**Consignes**
A. Relevez les éléments lourds que le texte sur la naine blanche WD J2356-209 cite comme pouvant apparaître temporairement à la surface d'une naine blanche après l'accrétion de matière rocheuse.
B. Poursuivez le texte sur la naine blanche WD J2356-209 à partir de sa dernière phrase.

**Extrait du texte**
::::::::
Une équipe internationale d’astrophysiciens, menée par des chercheurs de l’Université de Montréal, a identifié une étoile sur laquelle se serait écrasé un astéroïde très riche en sodium, transformant ainsi drastiquement sa couleur apparente. Ces résultats suscitent de nombreuses questions quant à l’origine de cet étrange objet. Les travaux ayant conduit à cette découverte ont été menés par Simon Blouin et Patrick Dufour du Centre de recherche en astrophysique du Québec (CRAQ) et paraissent dans la revue The Astrophysical Journal.
L’étoile qui a reçu cette dose massive de sodium est une étoile de type naine blanche, connue sous le nom de WD J2356-209. Une naine blanche est le noyau dénudé d’une étoile qui a déjà épuisé toutes ses réserves de carburant nucléaire. Comme il n’y a plus de réactions nucléaires en son cœur, cette classe d’étoile est condamnée à se refroidir éternellement. Dans le cas de WD J2356-209, il s’agit d’une naine blanche très froide, et donc très âgée.
Les naines blanches sont des objets très compacts – typiquement la moitié de la masse du Soleil compressée dans un volume comparable à celui de la Terre. Par conséquent, le champ de gravitation à leur surface est 100 000 fois plus intense que sur Terre. Dans ces conditions, les éléments chimiques les plus légers, tels l’hydrogène et l’hélium, flottent à la surface tandis que les éléments plus lourds coulent vers le centre. La plupart des naines blanches sont donc enveloppées d’une mince couche composée exclusivement d’hydrogène ou d’hélium. Il y a cependant des exceptions. Ainsi, si certaines d’entre elles accrètent de la matière rocheuse – provenant de l’impact de comètes, d’astéroïdes ou de planètes naines – des éléments lourds, tel le calcium, le fer, le magnésium ou le sodium, sont alors visibles temporairement à leur surface. La présence de ces éléments additionnels affecte le spectre lumineux de la naine blanche, permettant ainsi de déterminer avec précision la composition chimique du corps rocheux s’étant échoué à sa surface.
::::::::
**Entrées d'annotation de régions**
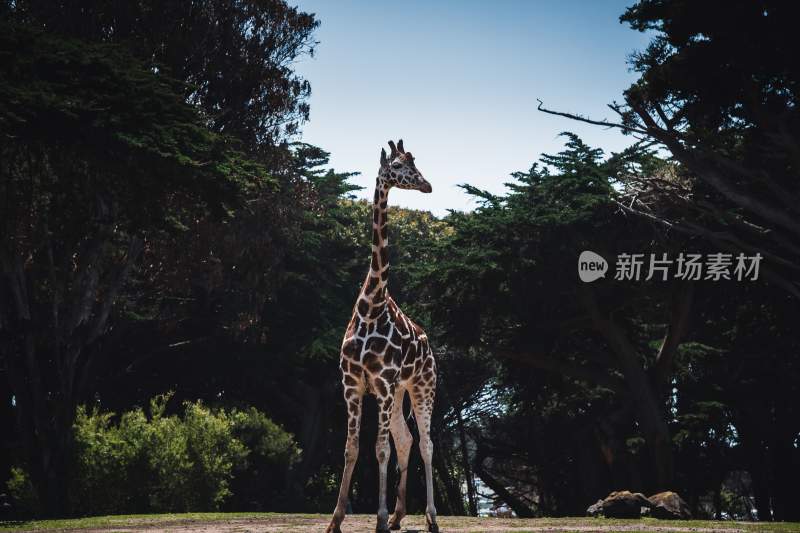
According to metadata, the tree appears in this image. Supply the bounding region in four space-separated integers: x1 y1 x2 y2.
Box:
540 0 800 297
3 0 319 158
426 134 691 502
0 22 274 514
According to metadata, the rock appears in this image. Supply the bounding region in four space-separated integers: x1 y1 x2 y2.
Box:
648 491 692 520
586 500 603 516
603 490 652 518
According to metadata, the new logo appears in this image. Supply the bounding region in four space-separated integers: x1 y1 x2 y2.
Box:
578 250 608 283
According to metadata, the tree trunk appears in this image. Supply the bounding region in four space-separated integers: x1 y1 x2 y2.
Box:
581 288 674 492
475 453 535 518
455 409 478 516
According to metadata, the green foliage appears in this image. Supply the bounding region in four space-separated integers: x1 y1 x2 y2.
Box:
66 395 300 514
6 466 42 517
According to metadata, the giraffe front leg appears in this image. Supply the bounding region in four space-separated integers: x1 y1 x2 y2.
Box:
325 388 363 533
389 389 414 529
375 387 394 533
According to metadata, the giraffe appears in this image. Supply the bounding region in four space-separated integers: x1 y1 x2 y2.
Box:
327 139 439 533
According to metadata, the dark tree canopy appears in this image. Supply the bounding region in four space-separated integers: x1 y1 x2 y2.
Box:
6 0 319 155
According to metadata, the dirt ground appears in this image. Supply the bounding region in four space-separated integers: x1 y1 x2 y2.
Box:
45 515 785 533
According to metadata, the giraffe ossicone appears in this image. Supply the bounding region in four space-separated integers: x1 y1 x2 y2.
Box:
327 140 439 533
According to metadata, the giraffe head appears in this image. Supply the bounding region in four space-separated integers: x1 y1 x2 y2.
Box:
378 139 433 192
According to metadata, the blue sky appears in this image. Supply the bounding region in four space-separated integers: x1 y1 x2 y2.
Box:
295 0 648 215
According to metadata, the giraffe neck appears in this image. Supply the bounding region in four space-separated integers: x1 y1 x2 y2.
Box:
362 179 389 306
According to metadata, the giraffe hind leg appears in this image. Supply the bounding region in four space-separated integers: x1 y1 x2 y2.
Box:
375 386 395 533
389 387 414 530
325 387 364 533
411 374 439 533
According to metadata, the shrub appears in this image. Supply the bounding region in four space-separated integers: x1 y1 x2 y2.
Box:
64 395 299 514
6 466 41 518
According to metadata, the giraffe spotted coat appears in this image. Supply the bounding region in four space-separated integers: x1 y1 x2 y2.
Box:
327 140 438 533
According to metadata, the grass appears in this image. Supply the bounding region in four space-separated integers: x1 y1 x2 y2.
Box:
0 513 800 533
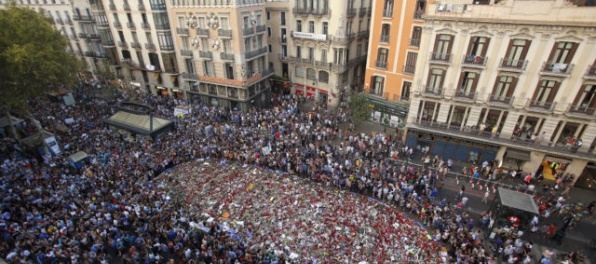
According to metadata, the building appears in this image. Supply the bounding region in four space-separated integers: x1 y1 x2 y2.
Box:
90 0 183 98
364 0 426 128
406 0 596 186
168 0 273 111
266 0 371 106
0 0 106 80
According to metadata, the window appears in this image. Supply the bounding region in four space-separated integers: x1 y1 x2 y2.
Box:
::::::::
**Réponses par consigne**
A. Le calcium, le fer, le magnésium et le sodium.

B.
Il y a près de 20 ans, WD J2356-209 a été scrutée à la loupe par le télescope de 10 mètres de l’observatoire W. M. Keck, à Hawaï. Déjà à l’époque, la couleur apparente de cette étoile semblait anormale. En principe, une naine blanche aussi froide que WD J2356-209 (environ 4 000 K) devrait paraître orangée. Or, au contraire, celle-ci semble plutôt bleutée, ce qui, normalement, est la signature d’une étoile très chaude. Par exemple, l’étoile Bételgeuse, située dans la constellation de Orion, apparaît rouge-orangée et la température à sa surface est d’environ 3 500 K, tandis que l’étoile Rigel, dans la même constellation, est plus chaude, soit environ 12 000 K, et apparaît blanc-bleutée.
Il a fallu plusieurs années de travail afin de mettre au point des modèles théoriques, simulant les conditions physiques présentes à la surface de naines blanches froides, avant de résoudre cette énigme. C’est dans le cadre de sa thèse de doctorat que Simon Blouin a développé ces modèles, permettant enfin de révéler les secrets de WD J2356-209.
L’étrange couleur de WD J2356-209 provient de la présence d’une quantité jamais vue de sodium à sa surface. Dans les conditions retrouvées à la surface de cette naine blanche, vieille et froide, le sodium absorbe si efficacement la lumière orangée que WD J2356-209 semble bleutée. Par analogie, on peut observer le phénomène inverse chaque nuit dans nos rues puisque les lampadaires au sodium produisent une lumière orangée. Si WD J2356-029 avait été plus jeune et chaude, la présence du sodium n’aurait pas provoqué de bleuissement de la surface.
C’est la première fois qu’une telle composition chimique est observée parmi les centaines de naines blanches ayant accrété de la matière rocheuse. La quantité totale de sodium observée à la surface de WD J2356-209 serait suffisante pour remplir tous les Grands Lacs, à ras bord! Notons toutefois qu’il s’agit de sodium et non de sel de table (i.e. chlorure de sodium – NaCl) puisqu’aucune trace de chlore n’a été détectée.
L’équipe d’astrophysiciens a déterminé qu’il faut un objet dont la masse est d’au moins 1018kg (ce qui correspond à un astéroïde d’environ 100 km de diamètre), contenant une grande abondance de minéraux riches en sodium, se désagrège à la surface d’une naine blanche pour reproduire les observations. À ce jour, aucun exemple de ce type d’astéroïde n’a été repéré dans notre Système solaire.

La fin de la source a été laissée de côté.